Please copy the part that opens with the line containing "Target: patch of" and closes with the line containing "[[[0,83],[42,81],[43,29],[0,31]]]", both ends included, omitting the pictures.

= Listed entries =
+ + +

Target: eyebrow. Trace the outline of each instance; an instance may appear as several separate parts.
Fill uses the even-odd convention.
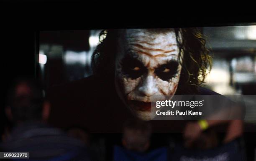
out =
[[[157,54],[155,55],[152,55],[151,54],[149,53],[148,53],[147,52],[145,52],[145,51],[143,51],[141,50],[132,49],[131,48],[128,48],[128,50],[130,52],[131,52],[132,53],[134,53],[134,52],[133,52],[132,51],[133,50],[133,51],[136,52],[138,53],[145,54],[151,58],[155,58],[155,57],[167,57],[169,56],[176,56],[177,55],[177,54],[169,54],[167,55],[164,54]],[[173,49],[171,50],[165,51],[164,52],[164,53],[166,53],[173,52],[175,51],[176,51],[176,50],[175,49]]]

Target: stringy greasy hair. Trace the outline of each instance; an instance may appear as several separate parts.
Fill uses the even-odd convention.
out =
[[[176,94],[196,93],[212,67],[212,57],[205,46],[206,40],[203,35],[197,28],[147,30],[152,34],[170,30],[175,32],[179,49],[179,63],[182,65]],[[104,30],[101,32],[100,43],[92,57],[94,74],[105,78],[114,76],[117,41],[122,33],[120,30]]]

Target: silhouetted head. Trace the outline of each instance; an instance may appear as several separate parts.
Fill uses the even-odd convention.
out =
[[[33,79],[19,78],[10,88],[6,113],[15,123],[27,121],[46,121],[49,104],[44,102],[40,84]]]

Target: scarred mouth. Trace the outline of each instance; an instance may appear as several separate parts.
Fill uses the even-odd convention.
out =
[[[129,103],[133,105],[132,107],[136,111],[151,111],[151,102],[131,100],[129,101]]]

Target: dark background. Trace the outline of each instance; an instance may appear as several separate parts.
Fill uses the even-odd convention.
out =
[[[166,23],[166,19],[163,20],[151,16],[146,19],[144,16],[141,20],[137,13],[133,13],[136,19],[127,19],[124,16],[117,21],[115,19],[116,13],[112,15],[105,14],[103,17],[99,11],[99,15],[92,16],[92,13],[88,12],[90,8],[90,6],[86,4],[69,3],[67,1],[62,4],[58,3],[57,1],[54,3],[12,1],[0,4],[1,90],[3,100],[5,100],[6,90],[14,78],[19,76],[35,77],[35,54],[38,51],[40,30],[215,26],[256,22],[252,15],[233,17],[223,15],[218,17],[184,16],[172,18],[172,21],[167,21],[169,22]],[[95,10],[100,10],[95,7]],[[128,21],[127,20],[129,20]],[[1,102],[0,133],[2,133],[6,121],[4,111],[5,101]],[[248,157],[252,158],[256,145],[252,141],[255,140],[255,133],[248,133],[245,136]]]

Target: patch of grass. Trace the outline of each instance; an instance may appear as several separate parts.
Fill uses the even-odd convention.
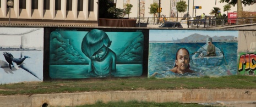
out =
[[[0,85],[0,95],[118,91],[256,89],[254,76],[148,78],[131,77],[24,82]]]
[[[99,106],[190,106],[190,107],[200,107],[204,106],[198,104],[183,104],[178,102],[168,102],[168,103],[156,103],[149,102],[139,102],[137,100],[131,100],[128,102],[118,101],[118,102],[110,102],[106,103],[104,103],[102,102],[97,102],[94,104],[88,104],[77,107],[99,107]]]

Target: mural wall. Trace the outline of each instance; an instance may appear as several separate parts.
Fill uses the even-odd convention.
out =
[[[150,30],[148,77],[237,74],[237,31]]]
[[[144,36],[140,31],[52,29],[47,35],[51,78],[142,75]]]
[[[256,31],[239,31],[238,69],[239,74],[255,75],[256,71]]]
[[[0,83],[42,81],[43,29],[0,31]]]

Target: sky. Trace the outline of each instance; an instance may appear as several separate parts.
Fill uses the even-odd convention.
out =
[[[150,30],[149,31],[149,41],[172,41],[182,39],[194,33],[201,35],[208,35],[211,37],[232,36],[238,36],[238,31],[233,30]]]

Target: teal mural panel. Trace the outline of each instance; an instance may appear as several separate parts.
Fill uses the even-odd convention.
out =
[[[237,31],[150,30],[148,77],[236,75],[238,35]]]
[[[140,76],[144,35],[141,31],[56,29],[50,35],[51,78]]]

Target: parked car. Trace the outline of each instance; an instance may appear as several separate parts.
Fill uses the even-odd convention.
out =
[[[179,22],[165,22],[159,26],[159,27],[183,28],[183,27]]]

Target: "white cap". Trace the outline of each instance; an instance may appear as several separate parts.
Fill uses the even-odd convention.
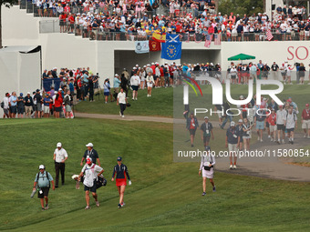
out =
[[[86,145],[86,146],[91,146],[91,147],[94,147],[94,145],[93,145],[92,143],[88,143],[88,144]]]

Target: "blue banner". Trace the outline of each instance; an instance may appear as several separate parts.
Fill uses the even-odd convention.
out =
[[[181,59],[182,42],[169,42],[161,44],[161,59]]]
[[[60,78],[50,78],[50,79],[43,79],[43,88],[44,91],[48,92],[51,89],[51,86],[55,88],[56,91],[58,90],[60,86]]]
[[[174,34],[166,34],[166,42],[180,42],[180,35]]]

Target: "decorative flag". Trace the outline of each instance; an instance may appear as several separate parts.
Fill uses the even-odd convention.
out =
[[[205,43],[204,43],[204,46],[205,47],[210,47],[210,45],[211,45],[211,41],[212,41],[212,35],[207,35],[205,36]]]
[[[149,53],[149,41],[135,41],[135,52],[137,54]]]
[[[268,41],[271,41],[274,38],[274,35],[270,30],[266,31],[266,36],[267,36]]]
[[[165,33],[156,33],[154,32],[152,35],[153,40],[156,40],[160,43],[165,43],[166,42],[166,34]]]
[[[169,42],[161,45],[161,59],[181,59],[182,42]]]
[[[155,40],[149,41],[149,46],[150,52],[160,51],[160,43]]]
[[[221,45],[221,34],[214,34],[214,45]]]
[[[167,34],[166,42],[180,42],[180,35],[174,34]]]

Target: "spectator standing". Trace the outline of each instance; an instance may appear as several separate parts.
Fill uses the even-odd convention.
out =
[[[108,103],[110,89],[111,87],[108,83],[108,78],[107,78],[105,79],[105,82],[103,84],[103,95],[105,96],[105,104]]]
[[[202,131],[202,140],[203,141],[203,146],[209,146],[210,138],[214,139],[213,126],[212,124],[209,122],[209,117],[204,116],[204,123],[201,126]]]
[[[17,96],[16,92],[13,92],[9,98],[9,106],[11,106],[11,118],[16,118],[17,113]]]
[[[25,114],[26,117],[30,117],[33,106],[34,101],[30,96],[30,92],[27,92],[26,96],[25,96]]]
[[[129,186],[131,186],[131,181],[130,181],[129,173],[128,171],[127,166],[121,163],[122,162],[121,156],[118,156],[117,161],[118,161],[118,165],[114,166],[111,181],[113,182],[114,177],[115,177],[116,186],[118,187],[119,195],[119,202],[118,207],[119,208],[120,208],[125,206],[124,193],[125,193],[125,188],[127,186],[127,178],[129,180]]]
[[[209,146],[205,146],[205,151],[207,152],[207,156],[202,156],[201,166],[199,168],[199,176],[201,176],[202,171],[202,197],[206,195],[207,178],[212,186],[213,192],[215,192],[215,185],[213,182],[215,157],[211,155]]]
[[[137,76],[136,73],[133,74],[133,76],[130,78],[130,85],[132,87],[132,100],[138,100],[138,88],[140,85],[140,79],[139,76]]]
[[[65,185],[65,162],[67,159],[67,153],[62,147],[62,144],[59,142],[57,145],[57,148],[54,151],[54,161],[55,161],[55,187],[58,187],[59,181],[59,171],[61,174],[61,185]]]
[[[20,93],[19,96],[17,97],[17,113],[18,118],[23,118],[25,113],[25,99],[23,97],[23,93]]]
[[[88,149],[84,152],[84,156],[82,157],[80,165],[83,166],[84,160],[86,160],[88,157],[90,157],[92,163],[96,164],[96,162],[98,162],[98,165],[100,166],[99,156],[98,155],[98,152],[94,149],[94,145],[92,143],[88,143],[86,145],[86,146],[88,147]]]
[[[48,209],[48,192],[50,187],[50,182],[52,182],[53,190],[55,190],[55,185],[52,176],[49,172],[46,171],[44,165],[39,166],[39,172],[36,174],[34,183],[33,190],[38,188],[37,198],[40,199],[42,210]],[[44,206],[44,200],[46,200],[46,206]]]
[[[199,126],[197,117],[194,116],[193,113],[191,113],[190,117],[187,117],[186,119],[186,128],[190,132],[191,136],[191,146],[193,147],[193,143],[194,143],[194,138],[195,138],[195,134],[196,130]]]
[[[235,123],[233,121],[231,122],[231,126],[226,131],[226,140],[225,146],[228,147],[229,158],[230,158],[230,169],[237,168],[237,146],[240,142],[240,137],[238,136],[238,132],[235,126]],[[233,158],[232,158],[233,157]],[[233,159],[233,166],[232,166]]]
[[[278,144],[281,143],[281,134],[282,134],[282,143],[284,143],[285,137],[285,122],[286,122],[287,112],[283,108],[283,105],[279,105],[279,110],[276,112],[276,128],[278,130]]]
[[[305,108],[302,113],[302,129],[304,130],[304,137],[310,138],[310,109],[309,104],[305,104]]]
[[[126,109],[126,104],[127,104],[127,97],[126,97],[126,94],[124,93],[124,89],[121,88],[120,92],[118,94],[118,97],[117,97],[117,105],[119,106],[119,116],[121,116],[122,117],[124,116],[124,110]]]
[[[294,130],[297,128],[297,116],[294,111],[293,105],[290,105],[285,120],[285,128],[288,133],[288,142],[294,144]]]
[[[96,201],[96,206],[99,207],[99,202],[98,200],[98,195],[96,193],[96,182],[98,177],[104,172],[103,168],[96,164],[92,163],[92,159],[90,157],[87,158],[86,165],[83,166],[81,173],[78,175],[78,180],[80,177],[84,176],[84,191],[85,191],[85,199],[86,199],[86,207],[85,209],[89,209],[89,191],[92,193],[92,196]]]
[[[9,112],[9,102],[8,102],[8,96],[9,96],[9,93],[5,94],[5,96],[3,100],[3,104],[4,104],[4,116],[3,118],[5,118],[5,116],[7,118],[10,118],[10,112]]]
[[[44,117],[49,117],[49,105],[53,103],[52,98],[49,96],[49,94],[46,94],[46,97],[43,99],[43,106],[44,106]]]

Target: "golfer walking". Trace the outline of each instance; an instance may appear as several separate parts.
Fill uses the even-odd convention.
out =
[[[98,195],[96,193],[96,183],[98,177],[104,172],[103,168],[96,164],[93,164],[90,157],[87,158],[86,165],[83,166],[81,173],[78,175],[78,181],[81,177],[84,176],[84,191],[86,199],[85,209],[89,209],[89,191],[91,192],[95,201],[96,206],[99,207],[99,202],[98,201]]]
[[[119,208],[125,206],[124,203],[124,193],[127,186],[127,178],[129,179],[129,186],[131,186],[131,181],[129,177],[129,174],[128,172],[128,168],[125,165],[121,163],[121,156],[118,156],[118,165],[114,166],[112,179],[114,181],[114,177],[116,176],[116,186],[118,187],[119,194],[119,203],[118,205]],[[127,178],[126,178],[127,176]]]
[[[213,192],[215,192],[215,185],[213,182],[215,157],[211,155],[209,146],[205,147],[205,151],[207,155],[202,156],[201,167],[199,169],[199,176],[201,176],[202,172],[202,197],[206,195],[207,178],[213,187]]]
[[[48,192],[50,182],[52,182],[53,190],[55,190],[55,185],[52,176],[49,174],[49,172],[46,171],[46,166],[44,165],[40,165],[39,172],[36,174],[35,178],[33,190],[36,190],[37,185],[37,198],[40,199],[42,210],[48,209]],[[46,200],[46,207],[44,207],[44,200]]]
[[[65,185],[65,162],[67,159],[67,151],[62,148],[61,143],[57,143],[57,148],[54,151],[54,161],[55,161],[55,172],[56,172],[56,183],[55,187],[58,187],[59,180],[59,170],[61,173],[61,185]]]
[[[119,105],[119,116],[122,117],[124,116],[124,110],[126,109],[126,104],[127,104],[127,97],[126,94],[124,93],[124,89],[121,88],[120,92],[118,94],[118,100],[117,100],[117,105]]]

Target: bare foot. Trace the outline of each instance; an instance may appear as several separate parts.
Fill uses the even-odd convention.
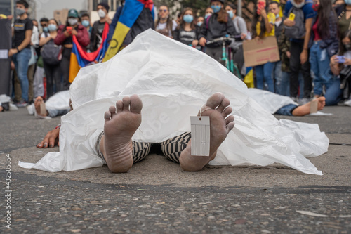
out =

+ + +

= Problem solution =
Target: patch of grass. Trace the outline of each instance; an instance may appear as several separate parts.
Fill uses the even-odd convention.
out =
[[[0,85],[0,95],[118,91],[256,89],[254,76],[148,78],[131,77],[24,82]]]
[[[99,106],[190,106],[190,107],[200,107],[204,106],[198,104],[183,104],[178,102],[168,102],[168,103],[156,103],[149,102],[139,102],[137,100],[131,100],[128,102],[118,101],[118,102],[110,102],[106,103],[104,103],[102,102],[97,102],[94,104],[88,104],[77,107],[99,107]]]

Target: mural wall. Trace the outline of each instance; an instance may appear as several separate parts.
Fill uses the even-odd convention.
out =
[[[150,30],[148,77],[237,74],[237,31]]]
[[[144,36],[140,31],[52,29],[47,35],[51,78],[142,75]]]
[[[256,31],[239,31],[238,69],[239,74],[255,75],[256,71]]]
[[[0,83],[42,81],[43,29],[0,31]]]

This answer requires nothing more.